Repeat exactly the lines that run from the one containing "Trace the outline of every instance of the stormy" to the end of the data, and leave out all others.

# PROVIDED ENTRIES
╔══
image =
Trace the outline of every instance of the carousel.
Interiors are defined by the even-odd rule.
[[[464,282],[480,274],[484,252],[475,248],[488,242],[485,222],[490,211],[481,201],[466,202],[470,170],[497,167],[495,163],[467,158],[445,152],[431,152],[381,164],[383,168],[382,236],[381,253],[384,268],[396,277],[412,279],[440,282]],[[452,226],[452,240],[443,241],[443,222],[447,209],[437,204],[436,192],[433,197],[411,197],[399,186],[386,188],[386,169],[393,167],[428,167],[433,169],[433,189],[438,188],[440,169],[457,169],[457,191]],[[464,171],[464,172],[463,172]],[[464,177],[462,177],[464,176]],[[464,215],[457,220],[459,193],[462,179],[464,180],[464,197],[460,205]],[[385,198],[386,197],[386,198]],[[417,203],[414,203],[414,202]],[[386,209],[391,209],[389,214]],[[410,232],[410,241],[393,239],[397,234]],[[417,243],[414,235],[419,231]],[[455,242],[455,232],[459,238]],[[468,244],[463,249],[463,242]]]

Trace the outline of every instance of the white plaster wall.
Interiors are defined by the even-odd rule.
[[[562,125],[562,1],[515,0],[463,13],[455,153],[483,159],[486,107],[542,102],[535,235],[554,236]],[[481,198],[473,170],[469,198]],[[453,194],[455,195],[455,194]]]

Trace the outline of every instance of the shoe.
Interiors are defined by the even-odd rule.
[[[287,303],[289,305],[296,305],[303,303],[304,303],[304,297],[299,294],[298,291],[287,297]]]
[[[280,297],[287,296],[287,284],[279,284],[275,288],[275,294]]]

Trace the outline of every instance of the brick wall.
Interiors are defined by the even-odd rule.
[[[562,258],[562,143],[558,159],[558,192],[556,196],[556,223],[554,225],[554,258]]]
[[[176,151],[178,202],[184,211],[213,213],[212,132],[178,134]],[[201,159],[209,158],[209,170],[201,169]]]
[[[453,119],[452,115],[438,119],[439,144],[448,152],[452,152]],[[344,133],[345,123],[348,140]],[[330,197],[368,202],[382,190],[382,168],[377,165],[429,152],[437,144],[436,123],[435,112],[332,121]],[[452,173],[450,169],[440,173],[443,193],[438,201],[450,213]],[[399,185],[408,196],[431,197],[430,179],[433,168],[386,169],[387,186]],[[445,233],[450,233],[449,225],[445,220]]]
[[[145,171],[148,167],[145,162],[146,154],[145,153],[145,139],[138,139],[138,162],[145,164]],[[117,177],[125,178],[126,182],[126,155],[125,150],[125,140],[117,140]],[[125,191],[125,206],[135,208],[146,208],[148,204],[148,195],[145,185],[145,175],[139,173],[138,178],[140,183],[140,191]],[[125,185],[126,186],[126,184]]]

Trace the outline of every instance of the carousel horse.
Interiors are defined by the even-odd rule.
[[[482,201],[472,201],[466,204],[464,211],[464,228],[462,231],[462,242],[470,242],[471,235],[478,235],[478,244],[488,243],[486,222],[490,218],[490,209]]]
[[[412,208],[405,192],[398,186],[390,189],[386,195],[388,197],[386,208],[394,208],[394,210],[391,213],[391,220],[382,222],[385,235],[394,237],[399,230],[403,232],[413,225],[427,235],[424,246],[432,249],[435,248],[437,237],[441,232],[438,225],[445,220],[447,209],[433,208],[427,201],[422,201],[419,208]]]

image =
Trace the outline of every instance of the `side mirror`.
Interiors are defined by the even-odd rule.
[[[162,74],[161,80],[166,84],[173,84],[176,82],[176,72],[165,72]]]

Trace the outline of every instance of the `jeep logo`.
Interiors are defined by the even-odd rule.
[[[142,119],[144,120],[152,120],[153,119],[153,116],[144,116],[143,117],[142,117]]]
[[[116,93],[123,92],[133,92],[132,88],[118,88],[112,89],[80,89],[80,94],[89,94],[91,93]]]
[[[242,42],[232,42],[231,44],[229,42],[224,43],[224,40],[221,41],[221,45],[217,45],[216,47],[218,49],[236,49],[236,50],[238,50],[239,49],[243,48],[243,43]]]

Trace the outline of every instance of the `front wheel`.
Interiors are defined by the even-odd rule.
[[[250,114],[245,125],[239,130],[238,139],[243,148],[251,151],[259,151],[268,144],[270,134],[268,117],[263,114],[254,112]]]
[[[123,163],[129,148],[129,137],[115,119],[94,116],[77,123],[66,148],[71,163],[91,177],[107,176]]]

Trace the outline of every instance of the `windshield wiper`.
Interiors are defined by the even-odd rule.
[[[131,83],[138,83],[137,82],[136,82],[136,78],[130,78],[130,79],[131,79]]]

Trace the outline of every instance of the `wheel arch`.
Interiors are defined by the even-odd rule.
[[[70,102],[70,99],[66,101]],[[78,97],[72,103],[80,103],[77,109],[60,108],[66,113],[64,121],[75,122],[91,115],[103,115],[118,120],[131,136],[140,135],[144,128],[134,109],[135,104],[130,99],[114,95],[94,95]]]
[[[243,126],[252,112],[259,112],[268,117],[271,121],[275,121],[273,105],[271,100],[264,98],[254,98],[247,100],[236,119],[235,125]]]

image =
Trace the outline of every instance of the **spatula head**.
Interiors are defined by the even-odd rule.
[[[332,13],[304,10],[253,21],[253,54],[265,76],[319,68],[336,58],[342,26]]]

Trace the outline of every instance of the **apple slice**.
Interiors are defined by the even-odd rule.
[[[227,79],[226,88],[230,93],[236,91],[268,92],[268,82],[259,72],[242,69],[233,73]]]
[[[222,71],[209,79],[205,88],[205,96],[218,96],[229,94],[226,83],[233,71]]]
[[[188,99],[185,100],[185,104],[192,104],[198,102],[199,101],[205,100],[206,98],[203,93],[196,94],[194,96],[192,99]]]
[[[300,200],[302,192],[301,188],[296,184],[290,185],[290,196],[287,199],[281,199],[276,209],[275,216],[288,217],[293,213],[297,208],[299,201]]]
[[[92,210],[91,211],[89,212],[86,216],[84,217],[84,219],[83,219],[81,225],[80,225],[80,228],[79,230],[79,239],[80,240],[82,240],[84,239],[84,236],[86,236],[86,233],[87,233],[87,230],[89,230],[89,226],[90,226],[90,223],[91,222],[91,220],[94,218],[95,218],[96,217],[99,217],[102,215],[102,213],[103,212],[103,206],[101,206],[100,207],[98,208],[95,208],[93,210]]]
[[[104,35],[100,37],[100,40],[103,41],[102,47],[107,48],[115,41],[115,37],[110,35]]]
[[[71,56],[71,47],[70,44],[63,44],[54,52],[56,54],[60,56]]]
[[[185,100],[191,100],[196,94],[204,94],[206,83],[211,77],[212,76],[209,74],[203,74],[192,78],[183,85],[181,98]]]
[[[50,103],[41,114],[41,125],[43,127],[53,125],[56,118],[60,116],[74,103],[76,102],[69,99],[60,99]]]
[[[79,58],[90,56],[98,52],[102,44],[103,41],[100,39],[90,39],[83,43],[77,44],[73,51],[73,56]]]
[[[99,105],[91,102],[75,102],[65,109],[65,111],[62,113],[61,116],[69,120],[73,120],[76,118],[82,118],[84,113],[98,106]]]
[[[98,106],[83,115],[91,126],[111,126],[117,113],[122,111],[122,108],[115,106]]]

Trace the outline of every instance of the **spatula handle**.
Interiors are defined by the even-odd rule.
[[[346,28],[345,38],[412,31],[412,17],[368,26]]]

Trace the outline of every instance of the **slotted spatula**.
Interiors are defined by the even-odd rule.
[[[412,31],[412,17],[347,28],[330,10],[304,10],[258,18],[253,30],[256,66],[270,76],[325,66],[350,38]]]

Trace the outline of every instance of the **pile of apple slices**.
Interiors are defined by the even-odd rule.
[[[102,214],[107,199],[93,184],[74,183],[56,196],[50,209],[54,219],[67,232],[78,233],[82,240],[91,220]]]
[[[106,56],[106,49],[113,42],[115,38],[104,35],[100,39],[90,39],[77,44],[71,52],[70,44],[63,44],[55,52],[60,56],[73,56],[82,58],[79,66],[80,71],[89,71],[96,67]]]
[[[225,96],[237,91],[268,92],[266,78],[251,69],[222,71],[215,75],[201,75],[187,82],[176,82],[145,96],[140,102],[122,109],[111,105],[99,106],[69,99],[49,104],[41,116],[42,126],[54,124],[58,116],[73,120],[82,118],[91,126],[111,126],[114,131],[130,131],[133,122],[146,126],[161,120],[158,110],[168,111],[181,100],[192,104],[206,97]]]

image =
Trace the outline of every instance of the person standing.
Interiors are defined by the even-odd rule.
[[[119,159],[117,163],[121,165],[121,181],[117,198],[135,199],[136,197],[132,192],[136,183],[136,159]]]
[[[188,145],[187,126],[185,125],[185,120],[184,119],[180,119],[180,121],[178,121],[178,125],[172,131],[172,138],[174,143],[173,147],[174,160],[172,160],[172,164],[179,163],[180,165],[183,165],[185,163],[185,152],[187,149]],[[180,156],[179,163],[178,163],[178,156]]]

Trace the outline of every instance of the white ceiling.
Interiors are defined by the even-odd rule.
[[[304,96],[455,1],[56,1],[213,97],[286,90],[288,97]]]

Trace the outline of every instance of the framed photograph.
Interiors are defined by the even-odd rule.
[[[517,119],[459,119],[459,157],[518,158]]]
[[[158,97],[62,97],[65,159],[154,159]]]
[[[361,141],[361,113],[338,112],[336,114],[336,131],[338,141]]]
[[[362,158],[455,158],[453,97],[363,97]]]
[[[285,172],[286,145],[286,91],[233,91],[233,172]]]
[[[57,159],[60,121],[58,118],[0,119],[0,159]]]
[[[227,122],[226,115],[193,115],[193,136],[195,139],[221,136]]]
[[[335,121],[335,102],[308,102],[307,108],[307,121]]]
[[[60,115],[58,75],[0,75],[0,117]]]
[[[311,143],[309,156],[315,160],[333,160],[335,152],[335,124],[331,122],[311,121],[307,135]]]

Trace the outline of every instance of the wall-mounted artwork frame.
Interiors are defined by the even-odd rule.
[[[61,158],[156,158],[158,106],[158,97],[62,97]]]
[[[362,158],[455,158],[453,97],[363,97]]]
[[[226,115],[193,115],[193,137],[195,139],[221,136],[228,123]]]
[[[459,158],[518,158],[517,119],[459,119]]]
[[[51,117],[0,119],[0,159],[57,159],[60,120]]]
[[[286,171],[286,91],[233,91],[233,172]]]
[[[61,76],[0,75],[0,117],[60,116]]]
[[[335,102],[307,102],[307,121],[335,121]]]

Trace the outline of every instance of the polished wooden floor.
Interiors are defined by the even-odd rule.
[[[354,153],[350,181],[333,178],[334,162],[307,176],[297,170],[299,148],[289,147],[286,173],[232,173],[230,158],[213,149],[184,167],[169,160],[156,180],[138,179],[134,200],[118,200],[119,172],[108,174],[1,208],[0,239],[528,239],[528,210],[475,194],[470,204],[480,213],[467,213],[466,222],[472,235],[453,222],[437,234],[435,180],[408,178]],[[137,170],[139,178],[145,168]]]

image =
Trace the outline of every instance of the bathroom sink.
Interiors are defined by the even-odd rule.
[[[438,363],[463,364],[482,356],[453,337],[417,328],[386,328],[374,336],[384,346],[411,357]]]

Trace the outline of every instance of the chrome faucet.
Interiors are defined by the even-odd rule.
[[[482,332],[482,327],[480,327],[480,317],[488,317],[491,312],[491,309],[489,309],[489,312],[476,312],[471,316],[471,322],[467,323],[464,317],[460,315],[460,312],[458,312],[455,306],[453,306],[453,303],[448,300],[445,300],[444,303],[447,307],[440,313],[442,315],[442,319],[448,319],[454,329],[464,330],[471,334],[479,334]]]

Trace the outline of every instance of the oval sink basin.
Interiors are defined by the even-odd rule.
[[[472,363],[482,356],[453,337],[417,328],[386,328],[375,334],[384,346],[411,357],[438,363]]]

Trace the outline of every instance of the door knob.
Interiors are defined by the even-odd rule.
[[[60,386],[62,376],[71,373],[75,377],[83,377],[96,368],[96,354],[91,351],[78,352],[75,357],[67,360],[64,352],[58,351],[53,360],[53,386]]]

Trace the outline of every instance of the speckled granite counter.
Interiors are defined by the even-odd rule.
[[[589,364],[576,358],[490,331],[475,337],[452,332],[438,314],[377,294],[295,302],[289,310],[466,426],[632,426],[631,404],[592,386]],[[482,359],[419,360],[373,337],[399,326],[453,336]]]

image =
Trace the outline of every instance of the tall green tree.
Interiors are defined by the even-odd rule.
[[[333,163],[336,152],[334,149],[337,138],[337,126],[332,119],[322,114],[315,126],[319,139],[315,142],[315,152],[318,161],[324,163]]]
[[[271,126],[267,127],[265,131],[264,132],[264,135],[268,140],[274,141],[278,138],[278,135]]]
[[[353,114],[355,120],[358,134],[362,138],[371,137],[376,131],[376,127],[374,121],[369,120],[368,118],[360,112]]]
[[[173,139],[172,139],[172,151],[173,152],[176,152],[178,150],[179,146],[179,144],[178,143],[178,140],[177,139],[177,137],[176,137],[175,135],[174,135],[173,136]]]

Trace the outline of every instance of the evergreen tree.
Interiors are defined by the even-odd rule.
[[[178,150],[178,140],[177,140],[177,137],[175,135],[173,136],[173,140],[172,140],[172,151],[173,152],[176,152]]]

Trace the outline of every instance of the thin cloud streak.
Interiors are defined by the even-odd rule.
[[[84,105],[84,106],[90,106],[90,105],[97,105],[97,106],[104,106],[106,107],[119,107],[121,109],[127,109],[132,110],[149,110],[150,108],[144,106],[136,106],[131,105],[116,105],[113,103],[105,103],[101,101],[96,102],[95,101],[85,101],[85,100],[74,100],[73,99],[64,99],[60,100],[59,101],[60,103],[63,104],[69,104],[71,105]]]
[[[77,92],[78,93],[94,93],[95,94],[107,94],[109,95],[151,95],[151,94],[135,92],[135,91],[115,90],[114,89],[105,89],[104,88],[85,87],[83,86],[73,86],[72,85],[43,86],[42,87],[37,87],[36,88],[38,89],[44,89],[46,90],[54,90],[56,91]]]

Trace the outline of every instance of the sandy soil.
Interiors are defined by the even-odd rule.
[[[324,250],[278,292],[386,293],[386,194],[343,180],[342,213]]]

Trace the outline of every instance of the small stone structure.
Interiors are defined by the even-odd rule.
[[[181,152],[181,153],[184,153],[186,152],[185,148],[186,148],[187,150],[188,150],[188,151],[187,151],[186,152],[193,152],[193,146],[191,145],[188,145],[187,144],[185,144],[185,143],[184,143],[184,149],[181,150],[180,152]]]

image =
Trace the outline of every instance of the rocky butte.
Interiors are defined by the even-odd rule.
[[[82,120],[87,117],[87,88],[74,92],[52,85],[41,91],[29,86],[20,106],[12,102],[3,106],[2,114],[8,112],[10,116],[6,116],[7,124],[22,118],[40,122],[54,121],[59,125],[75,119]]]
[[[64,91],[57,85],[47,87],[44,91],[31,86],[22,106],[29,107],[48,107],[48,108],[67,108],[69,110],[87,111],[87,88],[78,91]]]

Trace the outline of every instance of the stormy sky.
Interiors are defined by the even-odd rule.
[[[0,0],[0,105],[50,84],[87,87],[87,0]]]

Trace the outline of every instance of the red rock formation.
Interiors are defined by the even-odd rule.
╚══
# RESULT
Trace the outline of every instance of the stormy sky.
Interiors are defined by the even-odd rule.
[[[0,0],[0,105],[50,84],[87,87],[87,0]]]

Trace the outline of every instance of the red rock formation.
Interiors are defined by the even-odd rule.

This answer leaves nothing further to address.